Reproduce the records below word for word, starting at the very beginning and ending with the line that contains "630], [51, 466]]", including that line.

(Coordinate annotation entries)

Begin

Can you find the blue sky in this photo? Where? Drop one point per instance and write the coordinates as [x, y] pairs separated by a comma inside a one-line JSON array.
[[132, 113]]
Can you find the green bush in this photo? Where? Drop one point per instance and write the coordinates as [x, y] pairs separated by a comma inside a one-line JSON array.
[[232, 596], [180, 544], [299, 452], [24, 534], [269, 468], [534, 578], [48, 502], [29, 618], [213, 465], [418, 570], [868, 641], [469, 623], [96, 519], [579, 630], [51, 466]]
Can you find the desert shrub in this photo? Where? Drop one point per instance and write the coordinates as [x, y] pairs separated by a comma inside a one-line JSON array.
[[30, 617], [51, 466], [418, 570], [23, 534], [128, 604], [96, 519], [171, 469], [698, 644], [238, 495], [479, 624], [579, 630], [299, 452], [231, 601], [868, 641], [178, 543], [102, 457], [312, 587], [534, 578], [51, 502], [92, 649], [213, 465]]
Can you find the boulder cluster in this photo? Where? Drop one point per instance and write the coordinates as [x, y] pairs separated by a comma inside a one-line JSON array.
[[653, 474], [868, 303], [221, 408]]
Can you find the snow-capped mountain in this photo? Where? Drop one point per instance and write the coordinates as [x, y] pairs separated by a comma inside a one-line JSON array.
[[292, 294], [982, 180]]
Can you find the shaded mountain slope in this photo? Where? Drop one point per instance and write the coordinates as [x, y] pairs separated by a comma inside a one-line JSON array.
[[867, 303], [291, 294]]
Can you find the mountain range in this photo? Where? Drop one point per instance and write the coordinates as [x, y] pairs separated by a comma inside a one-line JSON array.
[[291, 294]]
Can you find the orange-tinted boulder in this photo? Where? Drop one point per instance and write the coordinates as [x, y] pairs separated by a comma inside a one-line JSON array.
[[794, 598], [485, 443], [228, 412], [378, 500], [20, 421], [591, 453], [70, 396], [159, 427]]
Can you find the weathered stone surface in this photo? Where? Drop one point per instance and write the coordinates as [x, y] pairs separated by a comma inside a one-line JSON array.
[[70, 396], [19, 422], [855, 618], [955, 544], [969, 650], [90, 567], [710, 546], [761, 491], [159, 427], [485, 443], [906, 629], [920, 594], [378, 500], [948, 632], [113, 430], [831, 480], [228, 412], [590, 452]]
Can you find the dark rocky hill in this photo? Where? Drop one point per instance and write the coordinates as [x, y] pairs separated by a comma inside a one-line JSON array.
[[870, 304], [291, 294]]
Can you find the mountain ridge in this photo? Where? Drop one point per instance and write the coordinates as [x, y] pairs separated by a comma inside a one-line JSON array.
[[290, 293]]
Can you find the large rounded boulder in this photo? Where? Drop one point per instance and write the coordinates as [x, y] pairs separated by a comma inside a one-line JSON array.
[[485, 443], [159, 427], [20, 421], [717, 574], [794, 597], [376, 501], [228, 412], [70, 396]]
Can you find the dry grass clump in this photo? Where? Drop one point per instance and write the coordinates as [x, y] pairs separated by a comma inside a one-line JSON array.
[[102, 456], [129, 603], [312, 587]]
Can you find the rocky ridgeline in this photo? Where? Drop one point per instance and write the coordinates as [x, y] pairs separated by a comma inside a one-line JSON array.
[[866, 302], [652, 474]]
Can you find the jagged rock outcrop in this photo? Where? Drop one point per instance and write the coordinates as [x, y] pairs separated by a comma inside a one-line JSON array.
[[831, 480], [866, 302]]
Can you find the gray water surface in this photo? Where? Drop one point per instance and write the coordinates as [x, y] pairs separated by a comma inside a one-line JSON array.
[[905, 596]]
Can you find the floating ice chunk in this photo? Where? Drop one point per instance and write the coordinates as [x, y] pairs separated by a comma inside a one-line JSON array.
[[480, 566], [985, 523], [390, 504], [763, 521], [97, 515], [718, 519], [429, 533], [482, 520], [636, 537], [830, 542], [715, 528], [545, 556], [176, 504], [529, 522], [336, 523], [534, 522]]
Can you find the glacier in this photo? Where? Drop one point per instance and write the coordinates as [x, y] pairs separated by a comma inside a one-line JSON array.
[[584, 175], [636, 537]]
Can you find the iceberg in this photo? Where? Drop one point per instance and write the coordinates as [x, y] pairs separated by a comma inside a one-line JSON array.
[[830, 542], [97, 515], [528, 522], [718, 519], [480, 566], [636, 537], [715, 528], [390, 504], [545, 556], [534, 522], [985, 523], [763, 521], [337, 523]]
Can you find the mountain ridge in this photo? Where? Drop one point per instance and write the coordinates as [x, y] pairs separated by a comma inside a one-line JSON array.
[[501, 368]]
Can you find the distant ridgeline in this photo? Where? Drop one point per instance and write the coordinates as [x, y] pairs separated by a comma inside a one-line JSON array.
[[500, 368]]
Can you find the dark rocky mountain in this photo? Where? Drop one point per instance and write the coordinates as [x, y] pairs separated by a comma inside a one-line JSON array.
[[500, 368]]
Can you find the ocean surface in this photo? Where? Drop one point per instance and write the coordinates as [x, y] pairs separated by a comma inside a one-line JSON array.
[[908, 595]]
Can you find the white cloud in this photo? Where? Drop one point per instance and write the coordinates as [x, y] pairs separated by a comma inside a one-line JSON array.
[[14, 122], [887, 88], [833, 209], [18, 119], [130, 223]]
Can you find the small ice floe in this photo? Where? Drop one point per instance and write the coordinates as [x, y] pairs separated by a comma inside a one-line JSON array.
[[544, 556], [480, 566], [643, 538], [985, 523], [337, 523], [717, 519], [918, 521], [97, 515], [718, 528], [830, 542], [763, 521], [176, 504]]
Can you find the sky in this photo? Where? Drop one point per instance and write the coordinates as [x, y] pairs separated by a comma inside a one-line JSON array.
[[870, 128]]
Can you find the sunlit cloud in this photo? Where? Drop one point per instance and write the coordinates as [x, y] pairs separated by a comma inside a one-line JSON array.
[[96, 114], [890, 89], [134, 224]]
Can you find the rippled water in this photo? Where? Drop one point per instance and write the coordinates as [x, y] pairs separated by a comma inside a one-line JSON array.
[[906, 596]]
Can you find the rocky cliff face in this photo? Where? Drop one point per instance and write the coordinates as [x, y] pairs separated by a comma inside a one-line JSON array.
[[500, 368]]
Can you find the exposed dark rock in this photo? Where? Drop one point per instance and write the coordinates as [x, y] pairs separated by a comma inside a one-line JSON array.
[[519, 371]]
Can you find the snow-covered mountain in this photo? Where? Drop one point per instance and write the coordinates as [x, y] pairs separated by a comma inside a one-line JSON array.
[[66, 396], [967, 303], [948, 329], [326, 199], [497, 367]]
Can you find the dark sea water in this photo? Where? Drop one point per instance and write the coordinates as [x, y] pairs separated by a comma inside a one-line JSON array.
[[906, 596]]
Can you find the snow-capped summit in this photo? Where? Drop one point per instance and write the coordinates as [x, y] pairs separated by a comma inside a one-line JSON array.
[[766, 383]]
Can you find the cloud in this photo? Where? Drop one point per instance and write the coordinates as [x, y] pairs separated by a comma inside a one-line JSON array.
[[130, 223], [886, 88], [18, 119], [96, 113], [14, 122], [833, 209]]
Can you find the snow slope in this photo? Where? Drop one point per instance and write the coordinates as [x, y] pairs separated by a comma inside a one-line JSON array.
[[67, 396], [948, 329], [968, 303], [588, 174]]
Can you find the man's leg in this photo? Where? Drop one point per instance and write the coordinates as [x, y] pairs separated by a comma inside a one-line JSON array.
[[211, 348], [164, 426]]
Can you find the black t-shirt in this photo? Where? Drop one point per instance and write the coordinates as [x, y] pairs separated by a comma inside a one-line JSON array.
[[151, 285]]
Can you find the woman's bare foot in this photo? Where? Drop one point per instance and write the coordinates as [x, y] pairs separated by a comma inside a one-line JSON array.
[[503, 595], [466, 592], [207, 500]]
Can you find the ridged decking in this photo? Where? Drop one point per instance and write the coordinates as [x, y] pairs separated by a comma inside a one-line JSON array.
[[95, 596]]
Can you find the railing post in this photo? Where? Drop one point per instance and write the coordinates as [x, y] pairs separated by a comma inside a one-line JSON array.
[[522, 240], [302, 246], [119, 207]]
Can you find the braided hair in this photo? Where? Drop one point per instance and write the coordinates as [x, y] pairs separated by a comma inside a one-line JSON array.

End

▸ **TASK OUTPUT**:
Can you find the blue sky in this photo? Where? Drop one point per instance and write the coordinates as [x, y] pairs separated by a comma inside a one-line JSON array.
[[132, 113]]
Can you find the green bush in this photo? Where? Drop one point per instance and write the coordinates as [x, y] pairs separated by a comma inside a one-line JSON array.
[[232, 596], [180, 544], [299, 452], [24, 534], [269, 468], [534, 578], [48, 502], [29, 618], [213, 465], [418, 570], [868, 641], [469, 623], [96, 519], [579, 630], [51, 466]]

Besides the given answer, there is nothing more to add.